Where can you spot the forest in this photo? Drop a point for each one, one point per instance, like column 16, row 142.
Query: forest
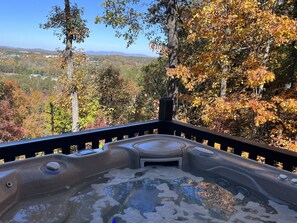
column 229, row 65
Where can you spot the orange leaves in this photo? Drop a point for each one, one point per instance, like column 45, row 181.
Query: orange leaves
column 264, row 112
column 259, row 76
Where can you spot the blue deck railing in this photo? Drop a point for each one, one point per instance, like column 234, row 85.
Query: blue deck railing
column 70, row 142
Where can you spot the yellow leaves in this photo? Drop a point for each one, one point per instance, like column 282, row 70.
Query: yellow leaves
column 259, row 76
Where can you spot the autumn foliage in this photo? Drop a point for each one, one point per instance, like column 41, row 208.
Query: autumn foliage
column 230, row 73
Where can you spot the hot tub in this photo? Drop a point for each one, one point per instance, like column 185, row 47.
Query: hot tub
column 207, row 179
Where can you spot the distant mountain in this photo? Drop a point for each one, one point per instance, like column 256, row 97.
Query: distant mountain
column 29, row 50
column 91, row 53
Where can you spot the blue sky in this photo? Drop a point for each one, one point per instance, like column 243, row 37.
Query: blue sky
column 20, row 19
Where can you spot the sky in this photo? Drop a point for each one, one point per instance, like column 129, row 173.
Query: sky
column 20, row 20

____________

**Problem to solve:** Transcribe all of the rows above word for word, leaving out the pictures.

**Finished answer:**
Where can you spot the forest in this photo? Drop a point for each one, one point per instance, like column 16, row 142.
Query: forest
column 229, row 65
Where can you spot the orange leaves in this photo? Drop a point for each one, one point per instance, like column 45, row 181.
Query: orange leaves
column 264, row 112
column 259, row 76
Where can you spot the blue deck railing in this photo? Drop a point for each one, one point per instance, like column 234, row 85.
Query: blue deck railing
column 70, row 142
Where can you spot the yellow leaves in this photo? Drop a point for each one, one point per instance, like column 282, row 70.
Query: yellow leaves
column 259, row 76
Where can you spot the autumn foliage in this photo? Drop a point for each one, one point per instance, like column 41, row 208.
Query: autumn foliage
column 230, row 73
Where can you spot the hot tub in this photo? Drop a point for each one, one point per instance, like column 185, row 47.
Query: hot tub
column 207, row 179
Where can you spot the distant mountain in this photo? Drop a point for each one, one point per instance, like column 256, row 97.
Query: distant mountain
column 29, row 50
column 91, row 53
Where can you spot the blue sky in this photo? Drop a point for each one, one point per instance, like column 243, row 37.
Query: blue sky
column 20, row 19
Where can you spot the sky in this photo? Drop a point for each one, one point per instance, like column 129, row 173.
Query: sky
column 20, row 20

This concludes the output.